### Quoted passage
-*-

The first scene makes it clear that we're in pseudo-shock value territory: a young father named Reed (Christopher Abbott) stands over his infant daughter's crib with an ice pick and murderous intent. Thankfully he's roused from his delirium by his wife, who inquires about his upcoming business trip; before long, he's coddling his newborn and imagines that it's rasping lethal directives at him, ordering him to tie up, kill, and dismember a prostitute in order to unleash his sadistic proclivities. 

In a swanky hotel room that's art-directed with zero regard for realism (to its benefit), Reed rehearses his imminent murder, a bouncy Brazilian pop song on the soundtrack. As we watch him go through the motions of strangulation and decapitation, the sound effects are audible to the audience (and to Reed), leaving us to imagine the grisly images. It's a creative, squirm-inducing scene, and the purpose seems to be to place us in the mind of a soon-to-be serial killer, but the aesthetic is so pronounced and the tone so gruesomely jokey that it's impossible for us to relate to this blank cypher of a character; any attempts to investigate what's going on in this man's head are left solely up to the viewer. 

Eventually a prostitute named Jackie (Mia Wasikowska) arrives in a black leather outfit, and although she needs alcohol to loosen her up (even more than the drugs she apparently has already taken), she seems willing to indulge Reed in his S&M experiments. But just when we think the movie is heading towards misogynist, torture-porn brutality, the plot is radically reversed, gender roles are inverted, the power dynamics of sadomasochism are brought to the fore, and the sexual symbolism of stabbing/penetration is winkingly underlined for the audience. And this is before Reed consumes a hallucinogenic drug and envisions surreal imagery that evokes trauma from his past, including a little girl who slaughters a rabbit and the nasty sexual proclivities of his prostitute mother, which Reed was forced to witness as a child.

-*-

### Instruction 1
Can you return the rows word for word, everything from the one containing "Could you point out every instance of the dandelion seed" down to the last row?
The review and the rows have no connection to each other.

-*-

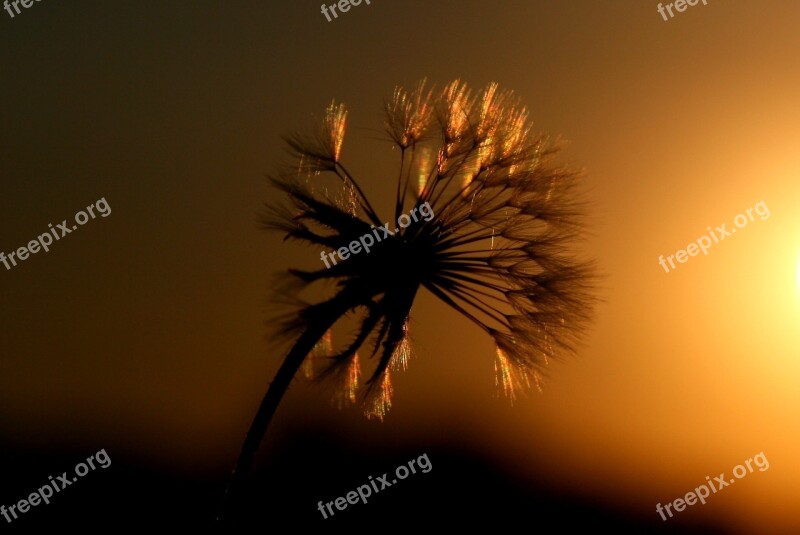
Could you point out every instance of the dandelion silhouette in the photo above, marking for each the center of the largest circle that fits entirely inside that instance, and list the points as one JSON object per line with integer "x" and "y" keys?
{"x": 500, "y": 249}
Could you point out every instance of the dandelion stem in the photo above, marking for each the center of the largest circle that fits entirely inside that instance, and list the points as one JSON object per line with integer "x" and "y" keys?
{"x": 329, "y": 313}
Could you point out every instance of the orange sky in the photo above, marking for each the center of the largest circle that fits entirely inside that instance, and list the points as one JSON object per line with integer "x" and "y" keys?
{"x": 150, "y": 323}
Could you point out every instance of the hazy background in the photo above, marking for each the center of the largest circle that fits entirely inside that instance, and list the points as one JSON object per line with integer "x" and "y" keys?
{"x": 144, "y": 332}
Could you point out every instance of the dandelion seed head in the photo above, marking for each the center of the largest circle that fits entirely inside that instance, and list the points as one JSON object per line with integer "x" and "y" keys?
{"x": 379, "y": 402}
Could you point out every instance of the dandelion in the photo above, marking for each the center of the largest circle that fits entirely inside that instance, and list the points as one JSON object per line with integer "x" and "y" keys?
{"x": 499, "y": 251}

-*-

### Instruction 2
Answer these questions on the review:
(a) What is Reed holding when he stands over his infant daughter's crib?
(b) What plays on the soundtrack while Reed rehearses the murder in the hotel room?
(c) What does Jackie need to loosen her up?

### Worked answer 1
Could you point out every instance of the dandelion seed head in the photo above, marking for each the center of the largest circle that fits entirely inside that instance, and list the points as one JSON object per line with integer "x" and "y" keys?
{"x": 379, "y": 402}
Could you point out every instance of the dandelion in the photo above, marking for each the center of the largest circle that fits entirely inside that instance, and list the points as one JSON object per line with integer "x" and "y" keys?
{"x": 499, "y": 251}

### Worked answer 2
(a) An ice pick.
(b) A bouncy Brazilian pop song.
(c) Alcohol.